Required tasks -
**a.** Render this sentence from the Bazaar bug report into French: "If two autopacks overlap while obsoleting the pack files, one of them will fail with a NoSuchFile error."
**b.** According to the Bazaar bug report, which bzr versions does the NoSuchFile failure affect?
**c.** Resume the Bazaar bug report from the point where it ends.

Text extract -
....................
Overlapping autopacks can fail with NoSuchFile when obsoleting packs

Bug #507557 reported by Gareth White
6
This bug affects 1 person
Affects Status Importance Assigned to Milestone
Bazaar
Fix Released
Low
John A Meinel
2.0
Fix Released
Low
John A Meinel

Bug Description

If two autopacks overlap while obsoleting the pack files, one of them will fail with a NoSuchFile error. This affects both bzr 2.0.4dev and 2.1.0dev5 on both Windows XP and OS X.

The attached shell script reproduces it intermittently, but you may also run into bug 507553 as well.

I can reproduce it every time as follows:
1. In bzrlib/repofmt/groupcompress_repo.py make these changes:
    (a) add "import pdb" at the top of the file
    (b) add "pdb.set_trace()" at the top of _create_pack_from_packs()
    (c) add "pdb.set_trace()" just before the call to self._obsolete_packs() near the end of _execute_pack_operations()
....................
Material -
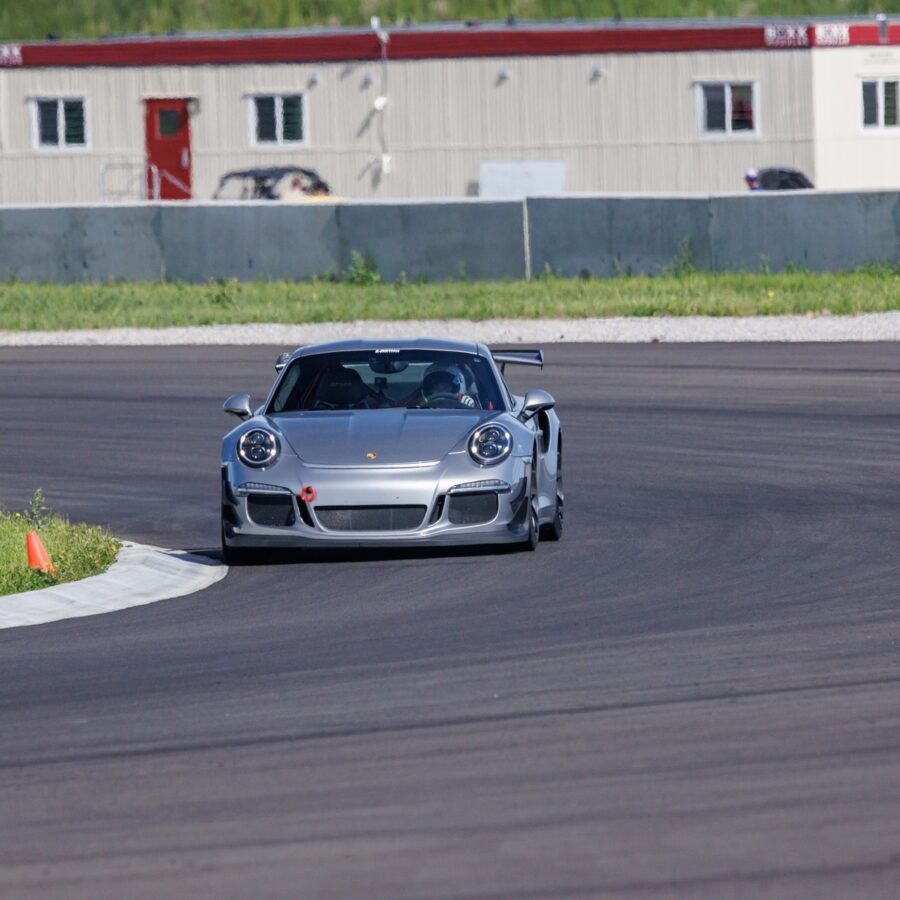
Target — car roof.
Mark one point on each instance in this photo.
....................
The replies -
**a.** Si deux autopacks se chevauchent pendant la mise en obsolescence des fichiers pack, l'un d'eux échouera avec une erreur NoSuchFile.

**b.** It affects bzr 2.0.4dev and 2.1.0dev5.

**c.**
2. Create a dummy repository:
    bzr init-repo testrepo
    bzr init testrepo/branch1
    bzr branch testrepo/branch1 testrepo/branch2
3. Commit until it breaks into the debugger (should be the 10th time):
    bzr commit -m "test" --unchanged testrepo/branch1
4. In a separate window, commit on the other branch:
    bzr commit -m "test" --unchanged testrepo/branch2
5. Both windows should now be in the debugger and stopped at _create_pack_from_packs
6. In the first window type "c" to continue.
7. Repeat in the second window.
8. Both windows should now be at the breakpoint just before "obsolete_packs"
9. In the first window type "c" to continue. The commit should succeed.
10. In the second window type "c". The commit will fail with an error such as:
bzr: ERROR: No such file: u'/Users/garethw/Programming/Bazaar/autopack2/testrepo/.bzr/repository/packs/f53c7f81e94222323d6f7ccbc2506e62.pack': [Errno 2] No such file or directory

Full traceback:
  File "/Users/garethw/Programming/Bazaar/bzr-repo/bzr/bzrlib/commands.py", line 853, in exception_to_return_code
    return the_callable(*args, **kwargs)
  File "/Users/garethw/Programming/Bazaar/bzr-repo/bzr/bzrlib/commands.py", line 1055, in run_bzr
    ret = run(*run_argv)
  File "/Users/garethw/Programming/Bazaar/bzr-repo/bzr/bzrlib/commands.py", line 661, in run_argv_aliases
    return self.run_direct(**all_cmd_args)
  File "/Users/garethw/Programming/Bazaar/bzr-repo/bzr/bzrlib/commands.py", line 665, in run_direct
    return self._operation.run_simple(*args, **kwargs)
  File "/Users/garethw/Programming/Bazaar/bzr-repo/bzr/bzrlib/cleanup.py", line 122, in run_simple
    self.cleanups, self.func, *args, **kwargs)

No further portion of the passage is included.